## ASSIGNMENT
Locate each line in the data below that contains the word "clicks", and copy those lines out in full.

[Stored data entries]
● ● ● ●

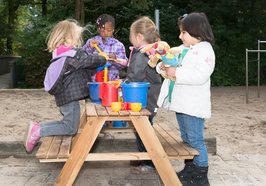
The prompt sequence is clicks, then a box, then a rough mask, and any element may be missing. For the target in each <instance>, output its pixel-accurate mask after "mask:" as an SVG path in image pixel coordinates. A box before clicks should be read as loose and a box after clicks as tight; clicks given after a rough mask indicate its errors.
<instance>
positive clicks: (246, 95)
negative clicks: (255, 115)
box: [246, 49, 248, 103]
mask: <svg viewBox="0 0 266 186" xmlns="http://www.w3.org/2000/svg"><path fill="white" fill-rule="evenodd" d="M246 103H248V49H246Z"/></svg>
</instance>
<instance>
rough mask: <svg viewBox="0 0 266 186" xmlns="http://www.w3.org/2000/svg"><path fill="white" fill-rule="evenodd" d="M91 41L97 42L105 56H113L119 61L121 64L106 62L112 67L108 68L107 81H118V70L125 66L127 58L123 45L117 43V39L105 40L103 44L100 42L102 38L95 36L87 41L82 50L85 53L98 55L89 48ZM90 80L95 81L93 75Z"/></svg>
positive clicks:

● ● ● ●

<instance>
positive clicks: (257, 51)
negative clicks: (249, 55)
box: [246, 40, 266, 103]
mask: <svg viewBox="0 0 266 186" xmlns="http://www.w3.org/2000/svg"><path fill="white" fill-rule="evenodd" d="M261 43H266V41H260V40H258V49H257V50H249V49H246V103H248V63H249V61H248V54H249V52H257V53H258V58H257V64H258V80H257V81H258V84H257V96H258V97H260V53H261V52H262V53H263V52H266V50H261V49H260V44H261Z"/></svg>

● ● ● ●

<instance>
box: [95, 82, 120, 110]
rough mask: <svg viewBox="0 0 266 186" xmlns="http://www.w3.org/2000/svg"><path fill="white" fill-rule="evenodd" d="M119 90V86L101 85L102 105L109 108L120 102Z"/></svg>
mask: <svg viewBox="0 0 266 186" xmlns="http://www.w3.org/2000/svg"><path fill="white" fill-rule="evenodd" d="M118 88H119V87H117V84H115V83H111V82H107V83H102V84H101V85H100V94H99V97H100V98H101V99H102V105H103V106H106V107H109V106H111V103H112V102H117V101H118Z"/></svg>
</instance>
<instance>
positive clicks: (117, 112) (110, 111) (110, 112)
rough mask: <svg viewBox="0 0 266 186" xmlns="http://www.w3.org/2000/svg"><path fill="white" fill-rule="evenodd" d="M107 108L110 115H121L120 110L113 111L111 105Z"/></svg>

● ● ● ●

## ANSWER SECTION
The prompt sequence is clicks, then a box, then a rough mask, and any element may be missing. For the target in each <instance>, output its pixel-accurate mask after "mask:" as an SVG path in image pixel coordinates. A box before clicks should be read as loose and a box after clicks as tight; clicks given after a rough mask indicate its errors.
positive clicks: (246, 95)
negative clicks: (255, 115)
positive clicks:
positive clicks: (257, 51)
negative clicks: (249, 55)
positive clicks: (117, 112) (110, 111) (110, 112)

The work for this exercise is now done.